------ Source passage

The seven stars carried by this immense Being in his right hand are the Governors of the world; the flaming sword issuing from his mouth is the Creative Fiat, or Word of Power, by which the illusion of material permanence is slain. Here also is represented, in all his symbolic splendor, the hierophant of the Phrygian Mysteries, his various insignia emblematic of his divine attributes. Seven priests bearing lamps are his attendants and the stars carried in his hand are the seven schools of the Mysteries whose power he administers. As one born again out of spiritual darkness, into perfect wisdom, this archimagus is made to say: "I am he that liveth, and was dead; and, behold, I am alive forever more, Amen; and have the keys of hell and of death."
In the second and third chapters St. John delivers to the "seven churches which are in Asia" the injunctions received by him from the Alpha and Omega. The churches are here analogous to the rungs of a Mithraic ladder, and John, being "in the spirit," ascended through the orbits of the seven sacred planets until he reached the inner surface of the Empyrean.
"After the soul of the prophet," writes the anonymous author of Mankind: Their Origin and Destiny, "in his ecstatic state has passed in its rapid flight through the seven spheres, from the sphere of the moon to that of Saturn, or from the planet which corresponds to Cancer, the gate of men, to that of Capricorn, which is the gate of the gods, a new gate opens to him in the highest heaven, and in the zodiac, beneath which the seven planets revolve; in a word, in the firmament, or that which the ancients called crystallinum primum, or the crystal heaven."

------------

[Tasks to complete]:
**a)** Answer these questions from the source passage.
(i) What does the flaming sword issuing from his mouth represent?
(ii) In which chapters does St. John deliver the injunctions to the seven churches?
(iii) In the quotation from Mankind: Their Origin and Destiny, which planet's sphere does the soul reach last among the seven?
**b)** Reproduce the source passage word for word, starting at "In the second" and ending at "of the Empyrean.".
**c)** Restate the paragraph of the source passage that begins "In the second and third chapters" as a short bulleted list, keeping its main facts.

------ Information given

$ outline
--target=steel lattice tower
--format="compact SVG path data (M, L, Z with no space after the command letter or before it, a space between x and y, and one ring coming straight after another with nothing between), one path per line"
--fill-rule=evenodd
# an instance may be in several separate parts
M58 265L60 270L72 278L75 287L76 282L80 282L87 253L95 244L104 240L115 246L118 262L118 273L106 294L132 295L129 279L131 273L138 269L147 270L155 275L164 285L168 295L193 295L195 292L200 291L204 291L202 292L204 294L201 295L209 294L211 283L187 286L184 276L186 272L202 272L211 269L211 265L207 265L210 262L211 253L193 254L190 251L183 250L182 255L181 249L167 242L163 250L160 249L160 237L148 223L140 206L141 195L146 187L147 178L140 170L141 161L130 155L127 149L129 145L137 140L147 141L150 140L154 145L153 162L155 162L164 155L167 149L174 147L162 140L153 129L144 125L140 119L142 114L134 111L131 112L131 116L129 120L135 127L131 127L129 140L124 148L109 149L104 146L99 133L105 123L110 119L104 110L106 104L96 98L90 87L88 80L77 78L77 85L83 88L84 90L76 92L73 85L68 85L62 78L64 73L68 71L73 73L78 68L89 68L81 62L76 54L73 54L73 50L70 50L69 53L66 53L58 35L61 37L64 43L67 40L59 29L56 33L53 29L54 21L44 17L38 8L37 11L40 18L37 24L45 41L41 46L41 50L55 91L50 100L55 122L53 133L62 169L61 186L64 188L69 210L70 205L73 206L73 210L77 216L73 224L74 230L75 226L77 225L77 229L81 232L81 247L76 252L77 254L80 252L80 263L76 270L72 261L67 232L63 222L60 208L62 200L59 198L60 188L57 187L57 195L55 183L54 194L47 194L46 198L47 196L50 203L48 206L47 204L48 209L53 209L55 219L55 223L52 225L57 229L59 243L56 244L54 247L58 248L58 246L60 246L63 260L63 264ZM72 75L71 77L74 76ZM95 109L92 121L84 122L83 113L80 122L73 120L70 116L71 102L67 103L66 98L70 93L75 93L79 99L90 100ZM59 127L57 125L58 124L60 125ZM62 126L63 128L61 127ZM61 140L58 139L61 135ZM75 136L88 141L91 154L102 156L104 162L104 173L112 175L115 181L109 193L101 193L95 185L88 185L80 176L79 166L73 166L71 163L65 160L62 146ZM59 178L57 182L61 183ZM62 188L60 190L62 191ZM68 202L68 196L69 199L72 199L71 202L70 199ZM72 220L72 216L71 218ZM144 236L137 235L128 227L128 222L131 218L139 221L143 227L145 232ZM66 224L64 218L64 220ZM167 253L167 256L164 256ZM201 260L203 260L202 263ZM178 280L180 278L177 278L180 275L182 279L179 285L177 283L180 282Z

------------

[Solution set]:
**a)**
(i) The Creative Fiat, or Word of Power, by which the illusion of material permanence is slain.
(ii) The second and third chapters.
(iii) Saturn.

**b)**
In the second and third chapters St. John delivers to the "seven churches which are in Asia" the injunctions received by him from the Alpha and Omega. The churches are here analogous to the rungs of a Mithraic ladder, and John, being "in the spirit," ascended through the orbits of the seven sacred planets until he reached the inner surface of the Empyrean.

**c)**
- In the second and third chapters, St. John delivers to the seven churches in Asia the injunctions he received from the Alpha and Omega.
- The churches are analogous to the rungs of a Mithraic ladder.
- Being "in the spirit," John ascended through the orbits of the seven sacred planets until he reached the inner surface of the Empyrean.